* STUDY TEXT *

This article was written for L’Anticapitaliste, the weekly newspaper of the New Anticapitalist Party (NPA) of France. 

For a second time, the U.S. Senate acquitted Donald J. Trump in a weeklong impeachment trial, this time of the accusation of “incitement to insurrection” when on January 6 armed Trump supporters broke into the U.S. Capitol to prevent the certification of Democrat Joseph Biden’s victory in the presidential election.  While a majority of the Senators voted by a 57 to 43 margin to convict, because a two-thirds majority (67 votes) is required, Trump was nevertheless acquitted.

Immediately following the vote, Republican Senate leader Mitch McConnell, who himself voted for acquittal, said, “There’s no question—none—that President Trump is practically and morally responsible for provoking the events of the day.” While the U.S. Representatives who served as the prosecutors made a compelling case, the majority of Republican Senators, fearing Trump’s power, voted to acquit, claiming that the Senate did not have the power to try him because he was no longer a sitting president. McConnell and other Republicans suggest Trump could still face criminal prosecution as a private citizen.

Following the vote, Trump, who made no apology for inciting the insurrection, said, “The Make America Great Again movement has only just begun. I look forward to continuing our incredible journey in the months ahead.” So, for now, Trump remains the dominant figure in the Republican Party, which controls half the Senate, just under half the House of Representatives, and 74 million voters nationwide. More than half of all Republicans believe that Trump actually won the election and 18 percent support those who broke into the Congress. Trump, though Twitter and Facebook have closed his accounts, still commands the mass, far-right political movement that he created.

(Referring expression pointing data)

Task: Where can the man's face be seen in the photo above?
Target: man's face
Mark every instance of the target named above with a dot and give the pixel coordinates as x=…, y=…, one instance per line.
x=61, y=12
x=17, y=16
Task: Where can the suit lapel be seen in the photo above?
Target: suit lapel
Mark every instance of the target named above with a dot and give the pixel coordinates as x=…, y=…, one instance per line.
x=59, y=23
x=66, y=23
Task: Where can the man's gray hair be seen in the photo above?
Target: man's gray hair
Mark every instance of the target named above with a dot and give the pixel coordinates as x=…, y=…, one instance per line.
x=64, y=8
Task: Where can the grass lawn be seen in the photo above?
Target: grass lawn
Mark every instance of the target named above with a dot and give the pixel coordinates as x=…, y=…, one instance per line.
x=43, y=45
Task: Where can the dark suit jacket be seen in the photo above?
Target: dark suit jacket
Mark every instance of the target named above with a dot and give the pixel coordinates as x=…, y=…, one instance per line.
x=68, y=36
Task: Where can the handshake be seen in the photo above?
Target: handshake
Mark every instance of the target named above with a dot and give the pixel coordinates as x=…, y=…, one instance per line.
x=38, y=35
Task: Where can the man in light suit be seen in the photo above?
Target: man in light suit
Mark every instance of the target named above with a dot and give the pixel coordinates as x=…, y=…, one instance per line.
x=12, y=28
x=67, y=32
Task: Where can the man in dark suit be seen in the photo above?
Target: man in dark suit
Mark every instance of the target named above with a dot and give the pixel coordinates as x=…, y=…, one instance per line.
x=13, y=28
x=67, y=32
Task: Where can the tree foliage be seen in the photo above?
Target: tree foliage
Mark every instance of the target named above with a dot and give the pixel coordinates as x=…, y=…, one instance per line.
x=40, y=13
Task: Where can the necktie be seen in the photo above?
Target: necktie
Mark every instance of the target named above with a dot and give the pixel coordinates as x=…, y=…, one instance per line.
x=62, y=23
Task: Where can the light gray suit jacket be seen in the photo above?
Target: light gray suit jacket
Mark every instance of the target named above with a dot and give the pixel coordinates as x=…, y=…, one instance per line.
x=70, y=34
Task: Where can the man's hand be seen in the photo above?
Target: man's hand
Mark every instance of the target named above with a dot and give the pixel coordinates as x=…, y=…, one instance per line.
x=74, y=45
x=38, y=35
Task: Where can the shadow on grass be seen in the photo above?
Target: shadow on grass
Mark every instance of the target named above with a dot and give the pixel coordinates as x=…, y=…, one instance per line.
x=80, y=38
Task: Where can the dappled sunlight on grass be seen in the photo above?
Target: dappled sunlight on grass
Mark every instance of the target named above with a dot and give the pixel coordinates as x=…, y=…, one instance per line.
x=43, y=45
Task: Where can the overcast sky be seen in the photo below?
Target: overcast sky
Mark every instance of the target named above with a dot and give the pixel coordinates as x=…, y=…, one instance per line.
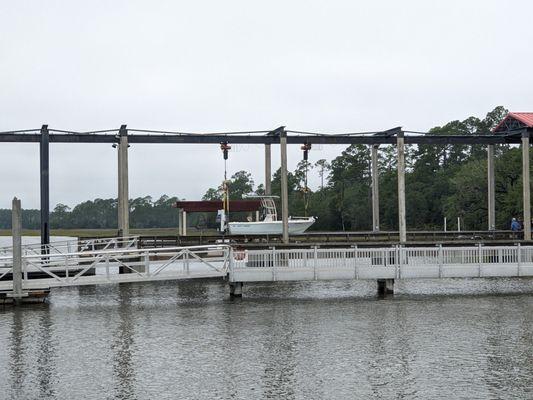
x=237, y=65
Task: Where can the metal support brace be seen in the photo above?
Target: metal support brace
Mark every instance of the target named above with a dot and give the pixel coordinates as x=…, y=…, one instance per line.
x=284, y=187
x=45, y=186
x=268, y=169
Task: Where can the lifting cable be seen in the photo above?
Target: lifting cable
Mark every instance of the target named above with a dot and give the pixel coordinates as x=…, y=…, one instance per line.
x=225, y=147
x=306, y=147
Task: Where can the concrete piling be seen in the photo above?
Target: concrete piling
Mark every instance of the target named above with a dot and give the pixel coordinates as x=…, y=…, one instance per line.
x=123, y=190
x=375, y=189
x=268, y=169
x=284, y=187
x=526, y=186
x=235, y=289
x=401, y=187
x=490, y=188
x=16, y=232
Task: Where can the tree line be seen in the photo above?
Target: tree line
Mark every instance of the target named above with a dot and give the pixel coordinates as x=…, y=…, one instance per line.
x=441, y=181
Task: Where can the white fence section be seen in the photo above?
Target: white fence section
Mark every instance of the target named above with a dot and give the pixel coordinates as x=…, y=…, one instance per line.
x=74, y=246
x=381, y=263
x=102, y=266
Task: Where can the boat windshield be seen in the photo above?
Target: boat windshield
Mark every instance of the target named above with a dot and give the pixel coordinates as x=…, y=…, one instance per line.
x=269, y=209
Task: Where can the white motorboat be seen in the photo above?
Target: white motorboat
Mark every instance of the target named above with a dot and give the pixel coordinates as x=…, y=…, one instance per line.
x=270, y=224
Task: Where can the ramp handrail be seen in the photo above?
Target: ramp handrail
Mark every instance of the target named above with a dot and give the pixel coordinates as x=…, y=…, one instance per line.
x=145, y=264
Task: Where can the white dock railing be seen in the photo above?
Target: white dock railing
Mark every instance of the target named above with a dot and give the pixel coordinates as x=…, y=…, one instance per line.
x=104, y=265
x=381, y=263
x=74, y=246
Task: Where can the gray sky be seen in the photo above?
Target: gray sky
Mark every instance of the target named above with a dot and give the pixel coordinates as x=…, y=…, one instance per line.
x=236, y=65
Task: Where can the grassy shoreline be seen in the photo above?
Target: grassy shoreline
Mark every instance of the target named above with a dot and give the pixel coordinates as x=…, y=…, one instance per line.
x=96, y=232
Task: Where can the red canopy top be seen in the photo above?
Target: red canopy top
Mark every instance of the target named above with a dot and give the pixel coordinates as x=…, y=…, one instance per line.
x=215, y=205
x=524, y=119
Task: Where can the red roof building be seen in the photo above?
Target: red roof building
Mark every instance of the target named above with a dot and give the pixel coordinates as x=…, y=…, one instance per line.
x=514, y=121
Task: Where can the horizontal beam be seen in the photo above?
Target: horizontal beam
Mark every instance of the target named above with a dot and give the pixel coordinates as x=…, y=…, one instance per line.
x=252, y=139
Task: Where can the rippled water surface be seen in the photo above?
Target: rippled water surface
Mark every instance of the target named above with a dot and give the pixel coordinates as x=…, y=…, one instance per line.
x=464, y=339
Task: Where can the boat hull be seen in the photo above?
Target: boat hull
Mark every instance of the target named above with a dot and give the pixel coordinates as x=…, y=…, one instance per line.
x=296, y=227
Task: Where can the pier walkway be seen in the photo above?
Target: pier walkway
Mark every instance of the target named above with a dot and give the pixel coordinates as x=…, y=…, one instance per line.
x=110, y=263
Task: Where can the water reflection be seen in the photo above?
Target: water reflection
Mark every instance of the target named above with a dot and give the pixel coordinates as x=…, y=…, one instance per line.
x=17, y=366
x=46, y=354
x=301, y=341
x=122, y=347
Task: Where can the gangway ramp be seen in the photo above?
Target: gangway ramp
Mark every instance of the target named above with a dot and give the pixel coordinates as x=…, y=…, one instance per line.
x=105, y=266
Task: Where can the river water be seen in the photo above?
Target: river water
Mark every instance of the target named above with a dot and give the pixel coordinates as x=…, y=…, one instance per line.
x=454, y=339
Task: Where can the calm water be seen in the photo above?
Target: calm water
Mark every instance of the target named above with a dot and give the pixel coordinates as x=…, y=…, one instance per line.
x=449, y=340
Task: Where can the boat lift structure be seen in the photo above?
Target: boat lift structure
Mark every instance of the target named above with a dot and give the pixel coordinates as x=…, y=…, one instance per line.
x=516, y=128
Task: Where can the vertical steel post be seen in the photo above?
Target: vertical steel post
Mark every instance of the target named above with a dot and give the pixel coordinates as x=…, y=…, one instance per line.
x=490, y=186
x=284, y=186
x=375, y=189
x=123, y=191
x=45, y=186
x=16, y=232
x=526, y=185
x=401, y=187
x=268, y=169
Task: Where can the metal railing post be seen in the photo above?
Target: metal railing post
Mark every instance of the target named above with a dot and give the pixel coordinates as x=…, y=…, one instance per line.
x=147, y=263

* TASKS AND EXERCISES *
1) Name every person identified by name in the article on Trump's second impeachment trial.
2) Extend the article on Trump's second impeachment trial beyond its final paragraph.

* TASK-BY-TASK ANSWERS *
1) Donald J. Trump, Joseph Biden, Mitch McConnell

2)
While Trump remains a major figure and his mass base a serious problem, today his party is weaker than ever. In the last election 35 percent of voters registered as independents as the Republicans shrank, and since January 6, tens of thousands more have left the party. Also, as the impeachment was taking place, 120 Republican leaders met to discuss leaving their party and forming a new center-right conservative party. While Republican disarray benefits Democrats, Biden’s party still faces COVID, economic depression, climate change, and racism.

With the trial over, Biden and the Democrats can now turn their attention to passing his $1.9 trillion relief package to address the pandemic and the economic crisis. We now have half a million COVID deaths, twenty million unemployed, and millions hungry and facing eviction.

Already sure of backing from labor unions, Blacks, Latinos, and women, Biden has been trying to build support for his plan by forging an alliance with big business, meeting with groups such as the U.S. Chamber of Commerce, the National Association of Manufacturers, and the Business Roundtable as well as corporations like American Airlines and General Motors. Two-thirds of small businesspeople say they support Biden’s plans, though many businesses large and small object to the call for a $15 an hour minimum wage. Biden has called for higher taxes on the wealthy to pay for his plan. DSA and the left call for Congress to tax the rich and to create a single-payer health plan.

Surprisingly, the Democratic Socialists of America expressed little interest in or concern about Trump’s impeachment and the need to defend democratic institutions, limited as they may be. DSA’s leadership declared, “We do not believe that the mere impeachment of Trump will address these injustices [racism, sexism, immigrant rights, lack of health care]….we don’t believe the impeachment process will do anything to bring working class people into the political process. Only people powered movements can do that, and we believe change is coming.” Maybe so, but how? We on the left cannot ignore fights to defend democracy, even as we fight for relief, reforms and socialism.